▸ READING TEXT
━━━━━━━━━━
Various posters suggest a hanked on jib would be worse than this recalcitrant furler, or some even suggest a hanker would be impossible to drop, without an autopilot.

Single handers were doing these things safely long before autopilots or self steering. They were also reefing headsails, without going on the foredeck. I spent some years doing these things alone, with no self steering.

An affordable and yet 'gold plated' alternative to roller gear is a headsail with a couple of slab reefs, provided with a second sheet (which can run through the same sheet block as the first, if it has a wide sheave and you get the sail built correctly), a clew downhaul (maybe 2 or 3:1, and ideally a second downhaul long enough to lead to the next reef) led back to the cockpit --the purchase will often make a halyard winch unnecessary-- and a head downhaul (threaded either through the hanks, or through eyelets just aft of the luff), round a standup block on the foredeck, and back to the cockpit.

This will let you alter your sail area, or drop the sail completely, with more reliability, better sail shape and longevity, and without going on the foredeck.
━━━━━━━━━━
▸ GIVEN DATA
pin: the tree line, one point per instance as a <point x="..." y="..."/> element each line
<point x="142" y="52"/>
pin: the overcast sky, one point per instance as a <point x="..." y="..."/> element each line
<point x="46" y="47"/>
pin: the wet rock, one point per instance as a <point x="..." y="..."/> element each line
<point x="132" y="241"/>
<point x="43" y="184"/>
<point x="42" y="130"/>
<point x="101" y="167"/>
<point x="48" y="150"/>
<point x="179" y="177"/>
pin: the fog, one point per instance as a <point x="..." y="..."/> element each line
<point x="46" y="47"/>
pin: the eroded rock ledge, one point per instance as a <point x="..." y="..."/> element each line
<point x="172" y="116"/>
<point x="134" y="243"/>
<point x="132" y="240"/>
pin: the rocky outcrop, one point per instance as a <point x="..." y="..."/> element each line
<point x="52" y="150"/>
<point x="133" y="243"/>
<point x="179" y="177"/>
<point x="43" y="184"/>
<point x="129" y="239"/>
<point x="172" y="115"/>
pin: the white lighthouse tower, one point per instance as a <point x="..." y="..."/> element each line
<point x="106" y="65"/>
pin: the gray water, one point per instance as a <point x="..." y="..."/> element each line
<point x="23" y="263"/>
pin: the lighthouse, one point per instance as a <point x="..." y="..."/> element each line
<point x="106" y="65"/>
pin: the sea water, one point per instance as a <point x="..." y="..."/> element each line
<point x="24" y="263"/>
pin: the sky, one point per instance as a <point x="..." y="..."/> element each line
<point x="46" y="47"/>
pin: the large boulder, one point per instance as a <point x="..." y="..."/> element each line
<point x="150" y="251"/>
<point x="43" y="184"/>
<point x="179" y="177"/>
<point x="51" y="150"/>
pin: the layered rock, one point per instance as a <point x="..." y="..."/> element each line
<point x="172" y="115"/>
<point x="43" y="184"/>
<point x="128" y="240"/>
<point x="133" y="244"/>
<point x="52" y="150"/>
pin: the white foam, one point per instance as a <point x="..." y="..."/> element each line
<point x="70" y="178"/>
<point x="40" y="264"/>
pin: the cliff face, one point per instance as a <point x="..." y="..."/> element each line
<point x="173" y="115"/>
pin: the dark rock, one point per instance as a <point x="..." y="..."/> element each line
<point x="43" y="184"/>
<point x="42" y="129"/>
━━━━━━━━━━
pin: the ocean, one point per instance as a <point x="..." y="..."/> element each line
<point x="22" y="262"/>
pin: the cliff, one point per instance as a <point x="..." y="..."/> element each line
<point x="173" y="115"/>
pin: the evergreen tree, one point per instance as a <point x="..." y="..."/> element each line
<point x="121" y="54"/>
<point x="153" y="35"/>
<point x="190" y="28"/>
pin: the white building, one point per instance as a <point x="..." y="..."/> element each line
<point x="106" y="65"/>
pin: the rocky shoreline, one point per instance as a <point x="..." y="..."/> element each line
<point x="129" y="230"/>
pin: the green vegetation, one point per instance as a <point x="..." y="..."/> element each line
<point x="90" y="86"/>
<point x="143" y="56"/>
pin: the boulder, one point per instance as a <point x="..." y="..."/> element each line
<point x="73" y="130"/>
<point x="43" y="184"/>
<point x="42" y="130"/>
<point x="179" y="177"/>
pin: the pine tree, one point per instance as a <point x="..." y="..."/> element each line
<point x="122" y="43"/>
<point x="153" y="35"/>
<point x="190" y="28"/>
━━━━━━━━━━
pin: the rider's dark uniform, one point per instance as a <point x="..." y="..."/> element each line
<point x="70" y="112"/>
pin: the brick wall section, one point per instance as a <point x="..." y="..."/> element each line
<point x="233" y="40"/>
━━━━━━━━━━
▸ PROBLEMS
1. Using the sailing text, decide whether each statement agrees with it. Answer yes or no for (a), (b), and (c), and quote the deciding words of the text. (a) The writer spent years handling these tasks alone without self steering. (b) The clew downhaul always requires a halyard winch. (c) The head downhaul passes round a standup block on the foredeck.
2. Tally the lines of the records that contain the string "water". Give only the number.

▸ RESPONSES TO THE TASKS
1.
(a) Yes: "I spent some years doing these things alone, with no self steering."
(b) No: "the purchase will often make a halyard winch unnecessary"
(c) Yes: "round a standup block on the foredeck"

2. 2